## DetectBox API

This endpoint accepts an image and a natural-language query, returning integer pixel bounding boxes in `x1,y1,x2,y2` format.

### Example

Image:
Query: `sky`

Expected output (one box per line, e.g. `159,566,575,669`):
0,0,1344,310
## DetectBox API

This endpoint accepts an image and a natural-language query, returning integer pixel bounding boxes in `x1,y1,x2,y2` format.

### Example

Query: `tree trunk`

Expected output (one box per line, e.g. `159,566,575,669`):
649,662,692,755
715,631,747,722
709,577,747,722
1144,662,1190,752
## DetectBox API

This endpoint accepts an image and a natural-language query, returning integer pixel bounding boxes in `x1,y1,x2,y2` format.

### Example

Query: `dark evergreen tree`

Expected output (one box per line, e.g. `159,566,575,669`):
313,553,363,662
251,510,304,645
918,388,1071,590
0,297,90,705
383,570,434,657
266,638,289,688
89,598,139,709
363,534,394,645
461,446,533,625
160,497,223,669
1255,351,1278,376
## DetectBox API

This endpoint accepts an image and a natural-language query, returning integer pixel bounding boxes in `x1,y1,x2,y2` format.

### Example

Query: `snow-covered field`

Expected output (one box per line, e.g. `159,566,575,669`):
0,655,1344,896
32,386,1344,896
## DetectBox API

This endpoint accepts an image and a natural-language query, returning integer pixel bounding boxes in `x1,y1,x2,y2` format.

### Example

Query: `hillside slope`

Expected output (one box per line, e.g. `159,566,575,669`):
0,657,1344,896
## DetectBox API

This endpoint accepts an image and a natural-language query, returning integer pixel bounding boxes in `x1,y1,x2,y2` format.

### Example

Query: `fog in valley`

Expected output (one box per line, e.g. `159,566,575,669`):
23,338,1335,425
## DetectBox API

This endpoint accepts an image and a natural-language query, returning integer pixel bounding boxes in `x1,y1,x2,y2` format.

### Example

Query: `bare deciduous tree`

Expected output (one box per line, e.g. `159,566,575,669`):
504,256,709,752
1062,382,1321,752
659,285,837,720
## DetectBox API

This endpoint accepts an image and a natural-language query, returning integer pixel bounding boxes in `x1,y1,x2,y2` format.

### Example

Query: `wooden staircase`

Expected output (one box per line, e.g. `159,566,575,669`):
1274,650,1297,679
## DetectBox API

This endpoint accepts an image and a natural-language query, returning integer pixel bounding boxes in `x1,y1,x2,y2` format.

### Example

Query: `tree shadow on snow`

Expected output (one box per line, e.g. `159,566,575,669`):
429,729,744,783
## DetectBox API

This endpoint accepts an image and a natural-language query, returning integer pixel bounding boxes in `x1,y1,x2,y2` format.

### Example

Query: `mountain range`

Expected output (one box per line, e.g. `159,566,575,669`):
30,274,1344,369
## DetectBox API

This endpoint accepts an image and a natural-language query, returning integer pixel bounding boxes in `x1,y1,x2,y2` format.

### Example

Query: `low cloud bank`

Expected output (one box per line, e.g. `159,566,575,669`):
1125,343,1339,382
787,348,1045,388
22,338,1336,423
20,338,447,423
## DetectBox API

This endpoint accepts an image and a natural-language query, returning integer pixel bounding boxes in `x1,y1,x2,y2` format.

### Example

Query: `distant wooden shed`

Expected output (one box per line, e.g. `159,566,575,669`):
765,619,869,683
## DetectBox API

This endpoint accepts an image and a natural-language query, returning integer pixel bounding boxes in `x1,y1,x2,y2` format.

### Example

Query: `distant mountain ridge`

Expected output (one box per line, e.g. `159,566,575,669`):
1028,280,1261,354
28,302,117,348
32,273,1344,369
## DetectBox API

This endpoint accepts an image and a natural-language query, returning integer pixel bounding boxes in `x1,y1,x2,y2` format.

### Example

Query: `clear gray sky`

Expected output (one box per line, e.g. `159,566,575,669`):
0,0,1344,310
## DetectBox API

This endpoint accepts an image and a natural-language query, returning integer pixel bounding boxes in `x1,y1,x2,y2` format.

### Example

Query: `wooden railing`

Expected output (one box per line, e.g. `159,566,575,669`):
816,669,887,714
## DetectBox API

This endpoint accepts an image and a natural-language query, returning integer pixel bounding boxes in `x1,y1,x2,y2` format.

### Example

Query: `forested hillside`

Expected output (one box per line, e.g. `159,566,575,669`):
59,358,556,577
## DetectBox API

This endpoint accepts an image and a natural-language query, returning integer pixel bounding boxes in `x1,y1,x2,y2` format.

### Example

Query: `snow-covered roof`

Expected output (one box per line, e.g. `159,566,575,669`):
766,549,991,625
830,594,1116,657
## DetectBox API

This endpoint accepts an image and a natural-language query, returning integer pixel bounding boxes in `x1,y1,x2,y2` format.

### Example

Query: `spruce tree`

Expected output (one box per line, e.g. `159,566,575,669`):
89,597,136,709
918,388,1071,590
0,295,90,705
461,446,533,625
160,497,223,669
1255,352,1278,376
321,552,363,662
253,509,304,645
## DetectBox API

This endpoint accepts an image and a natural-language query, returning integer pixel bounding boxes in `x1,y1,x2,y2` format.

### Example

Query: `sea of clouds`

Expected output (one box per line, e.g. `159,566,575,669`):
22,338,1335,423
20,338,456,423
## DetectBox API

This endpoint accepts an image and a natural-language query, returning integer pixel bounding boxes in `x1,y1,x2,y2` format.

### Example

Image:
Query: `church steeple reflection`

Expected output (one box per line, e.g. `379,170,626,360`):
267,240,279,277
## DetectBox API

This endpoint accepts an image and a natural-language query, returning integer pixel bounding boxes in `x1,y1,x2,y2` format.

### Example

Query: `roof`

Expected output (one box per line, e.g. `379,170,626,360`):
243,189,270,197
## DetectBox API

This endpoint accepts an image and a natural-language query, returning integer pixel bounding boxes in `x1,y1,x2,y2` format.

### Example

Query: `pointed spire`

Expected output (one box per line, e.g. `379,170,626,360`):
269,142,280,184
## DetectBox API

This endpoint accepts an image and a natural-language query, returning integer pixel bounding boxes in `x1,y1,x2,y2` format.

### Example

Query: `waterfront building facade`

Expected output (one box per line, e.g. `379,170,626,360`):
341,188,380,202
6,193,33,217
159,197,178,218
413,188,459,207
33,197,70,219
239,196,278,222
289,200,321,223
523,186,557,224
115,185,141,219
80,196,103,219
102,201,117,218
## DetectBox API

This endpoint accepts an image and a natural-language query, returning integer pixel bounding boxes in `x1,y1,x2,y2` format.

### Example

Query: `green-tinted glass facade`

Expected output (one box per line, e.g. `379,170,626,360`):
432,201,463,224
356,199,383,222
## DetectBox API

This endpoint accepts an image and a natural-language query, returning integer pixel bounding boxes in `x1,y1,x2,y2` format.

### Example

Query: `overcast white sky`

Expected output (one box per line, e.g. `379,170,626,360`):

------------------------------------------------------------

Goal: Copy out all the rows above, swapping every "natural-language query" for "plain-text query" and leaving everything else untouched.

Response to this task:
## DetectBox API

This endpoint accepts an image and a plain-text query, returning integer pixel bounding boxes in `x1,y1,x2,y2` format.

### Example

Image:
Query: `sky`

Expected output (one box per line, e.g. `159,566,575,669`):
0,0,1344,310
## DetectBox API

This endpoint accepts an image and a plain-text query, returning integer pixel bounding boxes in `x1,y1,x2,y2` format.

### Example

Query: `tree trunk`

Expected output (one box per line, e.g. `159,566,575,669`):
649,662,692,755
715,631,747,722
709,577,747,722
1144,662,1190,752
## DetectBox API

This endpoint accepts an image and a plain-text query, returning integer pixel bounding boxes in `x1,y1,x2,y2` format.

### Example

Query: `dark evergreen tree`

Expected output (one box per line, e.g. `159,566,575,669`):
313,553,363,662
251,510,304,645
918,388,1071,590
0,297,90,705
383,570,434,657
266,638,289,688
89,598,139,709
363,534,394,645
461,446,533,625
160,497,223,669
1255,351,1278,376
## DetectBox API

This endpoint accepts an image and a plain-text query, returning integer pixel bounding boxes in `x1,y1,x2,y2` format.

### Example

Query: `snow-covered field`

Expected output (one box per line, e.g. `159,566,575,669`):
0,655,1344,896
32,386,1344,896
## DetectBox API

This endpoint accepts an image and a plain-text query, returning integer pixel bounding boxes in `x1,y1,x2,y2` format.

### Example

Query: `hillside slope`

Expected output (one box per line, e.g. `159,566,575,669`):
0,657,1344,896
## DetectBox API

This endpoint accepts an image and a plain-text query, returning integer pixel bounding boxes in `x1,y1,x2,y2` format.

### Example

Query: `fog in valley`

Expected output (one box per line, e.g. `159,566,575,669`):
23,338,1335,425
## DetectBox API

This endpoint accepts an image and a plain-text query, returning integer pixel bounding boxes in `x1,y1,x2,y2` format.

### Example

Query: `bare deciduous tree`

Expected output (one box per line, e.g. `159,566,575,669`):
504,256,709,752
1062,382,1321,752
659,285,837,720
## DetectBox API

This endpoint accepts an image and a plain-text query, returning integer pixel bounding boxes in `x1,y1,x2,y2` format.

### Example

Query: `wooden staircase`

Expected output (one box per line, e.g. `159,566,575,669`):
1274,650,1297,679
## DetectBox API

This endpoint accepts an image and a plain-text query, returning integer pixel bounding boxes in `x1,y1,x2,y2` format.

### Example

Query: `tree shadow on snow`

Expected output (one box per line, e.g. `159,566,575,669`):
429,729,744,783
## DetectBox API

This endpoint accepts an image and a plain-text query, returning integer pixel bounding boxes in `x1,y1,x2,y2` format.

### Example

Query: `mountain range`

Expected output (one box per line, e.g. `159,566,575,669`):
30,274,1344,369
## DetectBox API

This endpoint accepts an image and a plain-text query, returning integer pixel bounding boxes in `x1,y1,x2,y2` format.

### Example

Query: `low cloud bank`

Expected output (one box per line, e.g. `159,566,575,669`):
1125,343,1339,382
787,348,1045,388
22,338,1336,423
20,338,447,423
## DetectBox API

This endpoint accepts an image and a plain-text query, returning integer pixel bounding boxes in `x1,y1,x2,y2` format.

### Example

Query: `distant wooden shed`

Expected output (one box per line, e.g. `159,566,575,669`):
765,619,869,683
## DetectBox API

This endpoint accepts an image and a plain-text query, returning integer pixel bounding boxes in `x1,y1,x2,y2` format.

### Example

Query: `distant mountain ridge`

Expected output (one box per line, e.g. `159,566,575,669`):
1028,280,1261,354
28,302,117,348
32,273,1344,369
## DetectBox API

This endpoint accepts an image and a plain-text query, returning integer pixel bounding boxes in `x1,y1,x2,y2` format.

### Example

Query: `clear gray sky`

Expected output (one box per line, e.g. `159,566,575,669`):
0,0,1344,310
## DetectBox API

This endpoint accepts an image and a plain-text query, returning integer pixel bounding boxes in `x1,y1,x2,y2` format.

### Example

Query: `wooden railing`

Expected output (one box per line, e.g. `159,566,575,669`):
816,669,887,714
## DetectBox API

This endpoint accepts an image and a plain-text query, returning integer pixel bounding boxes in `x1,y1,x2,y2` format.

### Example

Query: `forested hillside`

Expected output (one box per line, e.g. `159,566,575,669`):
59,358,556,577
## DetectBox API

This endpoint accepts an image and a plain-text query, returning integer pixel bounding boxes in `x1,y1,x2,y2` format.

### Example

Query: `snow-covered roof`

Expected output (one box per line, e.g. `159,566,575,669`):
766,549,991,625
830,594,1116,657
## DetectBox API

This endpoint accepts an image and a plain-text query, returning integer pixel bounding boxes in `x1,y1,x2,y2` format.

### Example

Query: `spruce tree`

Expected output (one box per line, e.g. `159,566,575,669`):
89,597,136,709
918,388,1071,590
0,295,90,705
461,446,533,625
160,497,223,669
1255,352,1278,376
321,552,363,662
253,509,304,645
## DetectBox API

This endpoint accepts an image and a plain-text query, returning integer pixel bounding boxes in `x1,y1,x2,y2` format.

### Example

Query: `sea of clouds`

Expected output (one box per line, e.g. `159,566,575,669`):
22,338,1335,423
20,338,456,423
## DetectBox API

This endpoint accepts an image and a plain-text query, returning integer pixel bounding boxes in `x1,y1,x2,y2` format.

### Example

Image:
Query: `church steeple reflection`

Expected output (one box per line, e.g. `379,170,626,360`):
267,240,279,277
## DetectBox API

This endpoint accepts an image and a plain-text query, returning integer pixel bounding boxes in `x1,y1,x2,y2` format.

### Example

Query: `roof`

Expected output (one box per line, e.g. `379,170,626,360`):
243,189,270,197
## DetectBox API

This endpoint accepts an image and a plain-text query, returning integer pixel bounding boxes in `x1,y1,x2,y2` format.

### Example

Query: `pointed spire`

Expected output (one box per line, e.g. `379,170,626,360`):
269,142,280,184
## DetectBox API

This endpoint accepts an image and a plain-text query, returning integer pixel bounding boxes in `x1,y1,x2,y2` format.

### Example

Query: `waterfront building facade`

Expected output (one box per line, e.g. `379,170,626,360`):
341,188,380,202
6,193,33,217
159,197,178,218
413,188,459,207
33,197,70,219
239,196,278,222
289,200,321,223
523,186,557,224
115,185,141,219
80,196,103,219
102,201,117,218
## DetectBox API

This endpoint accepts an image and a plain-text query, returning integer pixel bounding boxes in `x1,y1,x2,y2` format.

### Example

Query: `green-tinted glass facade`

Expected output (one box per line, e.g. `379,170,626,360`):
432,201,463,224
356,199,383,222
## DetectBox API

This endpoint accepts an image and a plain-text query, returning integer pixel bounding boxes in `x1,y1,x2,y2` format.

### Example

Query: `overcast white sky`

Expected output (one box per line, e.g. `379,170,626,360`):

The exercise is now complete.